+++ DATA TO USE +++
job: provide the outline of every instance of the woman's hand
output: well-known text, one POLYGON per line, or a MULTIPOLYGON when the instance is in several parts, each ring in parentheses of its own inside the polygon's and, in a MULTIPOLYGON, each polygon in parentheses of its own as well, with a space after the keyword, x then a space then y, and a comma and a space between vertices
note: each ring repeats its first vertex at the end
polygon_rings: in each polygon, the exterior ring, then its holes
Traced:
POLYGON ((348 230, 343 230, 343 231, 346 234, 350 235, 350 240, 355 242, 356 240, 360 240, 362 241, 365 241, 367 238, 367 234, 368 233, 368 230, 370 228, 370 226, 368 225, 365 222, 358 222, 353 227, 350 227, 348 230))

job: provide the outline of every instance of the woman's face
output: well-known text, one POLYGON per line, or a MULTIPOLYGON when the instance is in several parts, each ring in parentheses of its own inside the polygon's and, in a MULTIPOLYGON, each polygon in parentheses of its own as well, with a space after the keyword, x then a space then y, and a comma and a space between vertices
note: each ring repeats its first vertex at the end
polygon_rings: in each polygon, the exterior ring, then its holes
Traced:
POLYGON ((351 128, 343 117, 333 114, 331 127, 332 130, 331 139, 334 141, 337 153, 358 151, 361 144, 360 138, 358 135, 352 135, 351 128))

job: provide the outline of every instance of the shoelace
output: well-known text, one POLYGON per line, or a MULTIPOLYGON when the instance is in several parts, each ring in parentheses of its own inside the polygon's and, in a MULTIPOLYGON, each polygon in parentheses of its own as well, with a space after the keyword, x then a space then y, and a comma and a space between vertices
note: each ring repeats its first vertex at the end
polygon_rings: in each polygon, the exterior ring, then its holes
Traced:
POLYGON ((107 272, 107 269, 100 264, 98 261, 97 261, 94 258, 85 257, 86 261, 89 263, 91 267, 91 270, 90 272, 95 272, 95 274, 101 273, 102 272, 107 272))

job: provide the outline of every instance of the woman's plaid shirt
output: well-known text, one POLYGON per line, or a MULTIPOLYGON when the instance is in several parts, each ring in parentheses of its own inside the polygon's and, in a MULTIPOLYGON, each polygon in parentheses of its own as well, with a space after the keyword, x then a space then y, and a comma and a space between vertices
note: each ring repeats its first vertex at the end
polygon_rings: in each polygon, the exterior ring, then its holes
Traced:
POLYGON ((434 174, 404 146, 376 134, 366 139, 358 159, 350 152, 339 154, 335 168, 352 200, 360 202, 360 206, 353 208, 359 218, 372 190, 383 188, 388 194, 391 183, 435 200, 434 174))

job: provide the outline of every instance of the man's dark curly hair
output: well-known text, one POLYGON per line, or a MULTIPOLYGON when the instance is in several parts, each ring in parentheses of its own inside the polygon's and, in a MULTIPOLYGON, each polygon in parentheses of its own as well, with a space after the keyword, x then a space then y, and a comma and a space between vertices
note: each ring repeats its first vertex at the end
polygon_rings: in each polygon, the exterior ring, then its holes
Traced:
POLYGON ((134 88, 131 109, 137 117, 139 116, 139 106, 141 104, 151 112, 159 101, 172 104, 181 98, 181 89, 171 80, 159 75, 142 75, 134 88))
+++
BRIEF
Copy out the lines of the listing from the one containing "job: provide the outline of every instance of the woman's plaid" through the end of the listing, inclusive, with "exterior ring" changed to "outer ring" and nothing else altered. Give only those lines.

RESULT
job: provide the outline of every instance of the woman's plaid shirt
output: well-known text, one POLYGON per line, or a MULTIPOLYGON when the instance is in several parts, each ring in parentheses of its own inside the polygon's and, in a MULTIPOLYGON, each polygon in parentheses of its own as well, with a space after the keyword, x then a space then y, and a comma and a space between vertices
note: each ring repeats its first vertex at the end
polygon_rings: in each polygon, the outer ring, then its holes
Traced:
POLYGON ((434 174, 404 146, 376 134, 366 139, 358 159, 350 152, 339 154, 335 168, 352 200, 360 202, 360 206, 353 208, 359 218, 372 190, 383 188, 388 194, 391 183, 435 200, 434 174))

job: provide the outline of every instance of the man's dark curly hair
output: well-known text, one POLYGON per line, or a MULTIPOLYGON when the instance is in several parts, each ring in parentheses of its own inside the polygon's and, in a MULTIPOLYGON, each polygon in parentheses of its own as well, with a space after the keyword, x then a space then y, and a comma and a space between vertices
note: each ring repeats its first vertex at the end
polygon_rings: in each polygon, the outer ring, then its holes
Traced:
POLYGON ((134 88, 131 109, 137 117, 139 116, 139 106, 141 104, 151 112, 159 101, 172 104, 181 98, 181 89, 171 80, 159 75, 142 75, 134 88))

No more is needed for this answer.